Headline: Shinzo Abe and his struggle with Xi Jinping
Sub-headline: The outgoing Japanese prime minister was right to reject appeasement
The Party Line on Shinzo Abe has been enunciated by Gideon Rachman, weakly framed in New Cold War melodrama. The political cartoon that accompanies this essay is awash in ‘Manchurian Candidate’ hysterical political paranoia* :
Not to forget the contribution by David Ignatius at The Washington Post:
Headline: Shinzo Abe was a better ally than we deserved
Thanks to that reticence, Abe was perhaps the world’s most successful leader in managing the erratic presidency of Donald Trump. He knew Japan’s security depended on having a good relationship with Washington, no matter who was in power. And he subtly coaxed and cajoled Trump toward sensible policies that were good for Japan, and America, too.

** Records provided **
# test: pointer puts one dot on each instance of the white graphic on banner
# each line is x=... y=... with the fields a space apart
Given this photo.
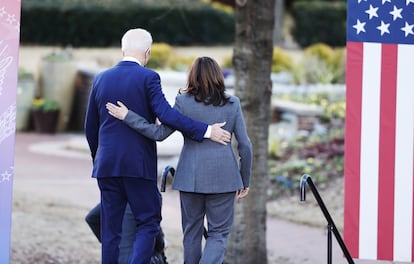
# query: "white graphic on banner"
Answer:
x=7 y=176
x=4 y=64
x=7 y=122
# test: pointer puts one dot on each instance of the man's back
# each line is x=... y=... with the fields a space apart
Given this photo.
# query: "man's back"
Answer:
x=120 y=151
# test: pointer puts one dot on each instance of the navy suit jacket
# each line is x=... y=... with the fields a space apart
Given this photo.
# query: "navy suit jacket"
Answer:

** The task **
Decide whether each statement agrees with the text on Shinzo Abe above. Answer yes or no for each, quoting the deciding words of the text exactly. (a) The sub-headline says the outgoing Japanese prime minister was right to accept appeasement. (b) David Ignatius's contribution appeared in The Washington Post. (c) Japan's security was said to depend on good relations with Washington only while a friendly leader held power.

** Task solution **
(a) No: "was right to reject appeasement"
(b) Yes: "the contribution by David Ignatius at The Washington Post"
(c) No: "no matter who was in power"